Exercise goal:
Answer these questions about the FlagChanged documentation:
1. In which file is the class defined?
2. What happens to the target field if all decoded fields match their main fields?
3. In Row 2 of Example 1, why is the change to :e not reported?

Selected excerpt:
◇ ◇ ◇ ◇ ◇ ◇ ◇

Class: Kiba::Extend::Transforms::Fingerprint::FlagChanged

Inherits:
Object
  • Object
show all
Defined in:
lib/kiba/extend/transforms/fingerprint/flag_changed.rb

Overview

Decodes a fingerprint string and compares each decoded field value to the value in the main field. Records the field name for each value with changes in the target field. If all decoded fields match their main fields, the target field is left blank.

See Decode for details on the decoding process.

Notes on examples

### Example 1 - Row 1: fingerprinted values didn’t change - Row 2: :b changed from bee to bees, and :d changed from deer to doe after fingerprint was encoded. :e was changed from nil to an empty string, but because :empty_equals_nil is true by default, this change is not reported - Row 3: :d was removed after fingerprint was encoded.

◇ ◇ ◇ ◇ ◇ ◇ ◇

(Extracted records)
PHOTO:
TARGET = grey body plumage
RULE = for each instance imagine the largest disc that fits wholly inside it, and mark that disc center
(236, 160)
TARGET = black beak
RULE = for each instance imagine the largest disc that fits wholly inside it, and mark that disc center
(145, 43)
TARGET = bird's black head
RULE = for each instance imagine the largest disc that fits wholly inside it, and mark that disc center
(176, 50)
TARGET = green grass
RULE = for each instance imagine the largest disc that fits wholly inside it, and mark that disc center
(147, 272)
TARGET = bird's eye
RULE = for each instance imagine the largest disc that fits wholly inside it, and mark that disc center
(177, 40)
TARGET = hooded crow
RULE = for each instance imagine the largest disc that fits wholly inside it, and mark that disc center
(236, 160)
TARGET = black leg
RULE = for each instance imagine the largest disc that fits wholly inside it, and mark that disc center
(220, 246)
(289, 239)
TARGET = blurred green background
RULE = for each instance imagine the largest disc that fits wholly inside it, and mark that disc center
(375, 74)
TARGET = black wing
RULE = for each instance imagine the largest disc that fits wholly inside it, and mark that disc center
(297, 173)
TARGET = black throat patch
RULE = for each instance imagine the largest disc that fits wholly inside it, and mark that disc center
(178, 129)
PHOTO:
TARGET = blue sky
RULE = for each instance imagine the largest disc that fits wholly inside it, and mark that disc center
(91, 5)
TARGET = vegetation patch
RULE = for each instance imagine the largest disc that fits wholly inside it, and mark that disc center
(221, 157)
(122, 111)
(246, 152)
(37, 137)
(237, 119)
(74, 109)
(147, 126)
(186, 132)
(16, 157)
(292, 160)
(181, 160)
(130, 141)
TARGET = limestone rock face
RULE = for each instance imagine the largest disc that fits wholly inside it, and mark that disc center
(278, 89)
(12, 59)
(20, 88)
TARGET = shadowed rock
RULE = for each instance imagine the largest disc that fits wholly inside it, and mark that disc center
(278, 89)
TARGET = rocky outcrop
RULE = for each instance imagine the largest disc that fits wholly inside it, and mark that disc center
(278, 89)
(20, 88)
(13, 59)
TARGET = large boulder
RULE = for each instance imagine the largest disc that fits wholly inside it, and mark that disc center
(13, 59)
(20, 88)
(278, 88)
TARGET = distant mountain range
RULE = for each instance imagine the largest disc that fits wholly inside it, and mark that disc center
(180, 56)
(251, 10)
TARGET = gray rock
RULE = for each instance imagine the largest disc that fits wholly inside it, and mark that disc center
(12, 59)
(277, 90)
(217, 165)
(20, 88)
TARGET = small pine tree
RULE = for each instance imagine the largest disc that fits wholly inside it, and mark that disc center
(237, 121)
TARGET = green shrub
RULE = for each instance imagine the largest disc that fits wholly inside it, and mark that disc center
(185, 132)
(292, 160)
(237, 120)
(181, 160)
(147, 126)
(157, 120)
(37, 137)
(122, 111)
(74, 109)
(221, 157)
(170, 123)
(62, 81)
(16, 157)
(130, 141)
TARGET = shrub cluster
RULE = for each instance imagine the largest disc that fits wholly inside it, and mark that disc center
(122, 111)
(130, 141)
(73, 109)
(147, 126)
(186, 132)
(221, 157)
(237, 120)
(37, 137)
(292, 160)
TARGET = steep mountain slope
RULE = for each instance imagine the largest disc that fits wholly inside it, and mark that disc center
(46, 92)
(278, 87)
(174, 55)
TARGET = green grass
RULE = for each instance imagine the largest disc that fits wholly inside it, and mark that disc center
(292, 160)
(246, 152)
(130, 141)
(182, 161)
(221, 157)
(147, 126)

◇ ◇ ◇ ◇ ◇ ◇ ◇

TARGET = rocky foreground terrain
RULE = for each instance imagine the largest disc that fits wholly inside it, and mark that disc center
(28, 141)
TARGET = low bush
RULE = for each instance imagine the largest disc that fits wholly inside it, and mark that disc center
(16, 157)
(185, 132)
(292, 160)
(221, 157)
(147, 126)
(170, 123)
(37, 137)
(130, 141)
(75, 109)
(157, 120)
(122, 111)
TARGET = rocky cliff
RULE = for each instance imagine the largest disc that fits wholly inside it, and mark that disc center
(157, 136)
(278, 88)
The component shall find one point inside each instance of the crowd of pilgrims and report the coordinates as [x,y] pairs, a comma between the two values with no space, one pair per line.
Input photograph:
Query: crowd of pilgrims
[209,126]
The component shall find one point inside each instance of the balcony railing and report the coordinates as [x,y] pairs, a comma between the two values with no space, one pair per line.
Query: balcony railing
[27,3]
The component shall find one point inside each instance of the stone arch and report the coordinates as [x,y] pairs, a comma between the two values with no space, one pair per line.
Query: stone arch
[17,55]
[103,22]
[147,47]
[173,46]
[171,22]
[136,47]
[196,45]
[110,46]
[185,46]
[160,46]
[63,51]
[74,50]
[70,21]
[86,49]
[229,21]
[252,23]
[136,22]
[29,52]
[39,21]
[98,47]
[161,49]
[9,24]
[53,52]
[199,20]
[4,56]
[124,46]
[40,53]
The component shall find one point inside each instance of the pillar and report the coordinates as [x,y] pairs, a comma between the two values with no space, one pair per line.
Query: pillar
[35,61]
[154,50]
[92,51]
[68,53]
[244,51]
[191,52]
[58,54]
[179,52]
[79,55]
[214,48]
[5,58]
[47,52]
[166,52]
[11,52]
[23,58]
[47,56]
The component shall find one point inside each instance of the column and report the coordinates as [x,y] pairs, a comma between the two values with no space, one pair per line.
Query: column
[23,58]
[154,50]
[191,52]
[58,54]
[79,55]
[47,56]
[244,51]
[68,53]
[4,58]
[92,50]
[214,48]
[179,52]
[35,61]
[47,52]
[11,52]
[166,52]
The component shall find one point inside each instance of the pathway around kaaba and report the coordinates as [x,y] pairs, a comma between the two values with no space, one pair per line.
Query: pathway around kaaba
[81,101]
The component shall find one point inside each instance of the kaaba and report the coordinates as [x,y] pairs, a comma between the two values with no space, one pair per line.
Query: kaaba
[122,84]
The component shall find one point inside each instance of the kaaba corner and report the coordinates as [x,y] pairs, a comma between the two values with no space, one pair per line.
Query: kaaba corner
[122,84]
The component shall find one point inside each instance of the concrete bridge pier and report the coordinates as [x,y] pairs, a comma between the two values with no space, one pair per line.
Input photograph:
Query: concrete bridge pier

◇ ◇ ◇ ◇ ◇ ◇ ◇

Response for this exercise:
1. lib/kiba/extend/transforms/fingerprint/flag_changed.rb
2. It is left blank.
3. Because :empty_equals_nil is true by default.